* [EXERCISE REQUIREMENTS]: Count how many of the lines below contain the string "rear", matching case exactly, and reply with that number alone.

#### RAW DATA

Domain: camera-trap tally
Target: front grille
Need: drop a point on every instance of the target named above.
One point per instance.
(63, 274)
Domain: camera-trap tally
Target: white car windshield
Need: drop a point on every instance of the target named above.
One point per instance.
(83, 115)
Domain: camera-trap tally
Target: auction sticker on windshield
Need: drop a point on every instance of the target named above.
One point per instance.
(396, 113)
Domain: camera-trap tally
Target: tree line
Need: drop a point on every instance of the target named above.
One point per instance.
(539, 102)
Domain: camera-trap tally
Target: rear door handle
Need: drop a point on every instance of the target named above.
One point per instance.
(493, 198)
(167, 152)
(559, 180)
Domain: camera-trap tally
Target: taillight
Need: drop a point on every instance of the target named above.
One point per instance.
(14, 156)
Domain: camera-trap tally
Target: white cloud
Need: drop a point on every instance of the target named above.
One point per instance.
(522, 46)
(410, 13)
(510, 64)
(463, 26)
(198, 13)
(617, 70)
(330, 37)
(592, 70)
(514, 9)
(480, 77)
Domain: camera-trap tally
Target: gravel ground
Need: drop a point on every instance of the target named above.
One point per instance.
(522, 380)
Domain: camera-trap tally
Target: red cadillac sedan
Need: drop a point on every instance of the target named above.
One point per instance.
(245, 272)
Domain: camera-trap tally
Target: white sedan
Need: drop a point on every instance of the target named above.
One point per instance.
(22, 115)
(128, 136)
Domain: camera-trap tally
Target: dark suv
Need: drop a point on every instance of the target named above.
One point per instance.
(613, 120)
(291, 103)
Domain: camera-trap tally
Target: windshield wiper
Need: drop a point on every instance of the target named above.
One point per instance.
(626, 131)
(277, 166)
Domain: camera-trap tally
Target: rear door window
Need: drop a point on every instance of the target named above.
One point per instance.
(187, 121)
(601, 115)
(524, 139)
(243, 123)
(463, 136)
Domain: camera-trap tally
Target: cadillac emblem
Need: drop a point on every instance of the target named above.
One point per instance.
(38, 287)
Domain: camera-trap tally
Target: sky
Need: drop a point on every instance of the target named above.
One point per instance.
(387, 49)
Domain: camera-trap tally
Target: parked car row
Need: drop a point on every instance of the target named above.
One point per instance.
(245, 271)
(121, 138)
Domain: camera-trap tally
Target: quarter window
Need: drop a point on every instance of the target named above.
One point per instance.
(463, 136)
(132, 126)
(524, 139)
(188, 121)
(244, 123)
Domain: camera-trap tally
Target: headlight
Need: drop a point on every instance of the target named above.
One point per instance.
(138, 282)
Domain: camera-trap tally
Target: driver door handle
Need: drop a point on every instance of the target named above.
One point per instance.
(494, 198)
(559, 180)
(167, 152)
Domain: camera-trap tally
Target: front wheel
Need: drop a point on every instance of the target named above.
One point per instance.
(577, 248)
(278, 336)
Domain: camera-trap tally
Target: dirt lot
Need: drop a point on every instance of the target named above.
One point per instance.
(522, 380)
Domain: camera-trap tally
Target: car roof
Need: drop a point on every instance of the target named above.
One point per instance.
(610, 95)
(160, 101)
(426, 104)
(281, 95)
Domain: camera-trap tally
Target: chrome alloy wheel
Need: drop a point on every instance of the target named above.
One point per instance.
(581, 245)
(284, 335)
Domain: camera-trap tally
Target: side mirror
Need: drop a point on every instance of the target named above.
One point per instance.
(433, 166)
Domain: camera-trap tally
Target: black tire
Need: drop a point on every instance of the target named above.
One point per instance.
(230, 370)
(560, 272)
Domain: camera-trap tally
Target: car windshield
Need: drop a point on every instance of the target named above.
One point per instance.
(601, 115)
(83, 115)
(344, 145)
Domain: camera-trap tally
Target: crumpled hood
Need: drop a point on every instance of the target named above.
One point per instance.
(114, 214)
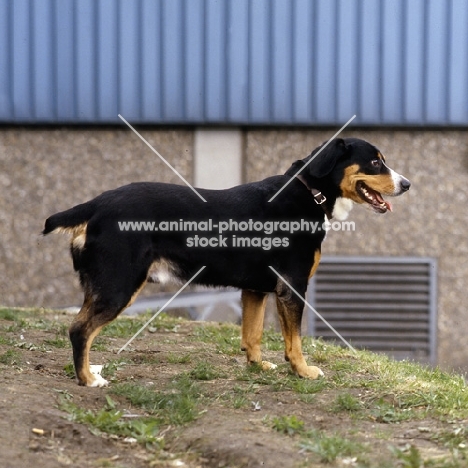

########

* [RESULT OF THIS EXERCISE]: 2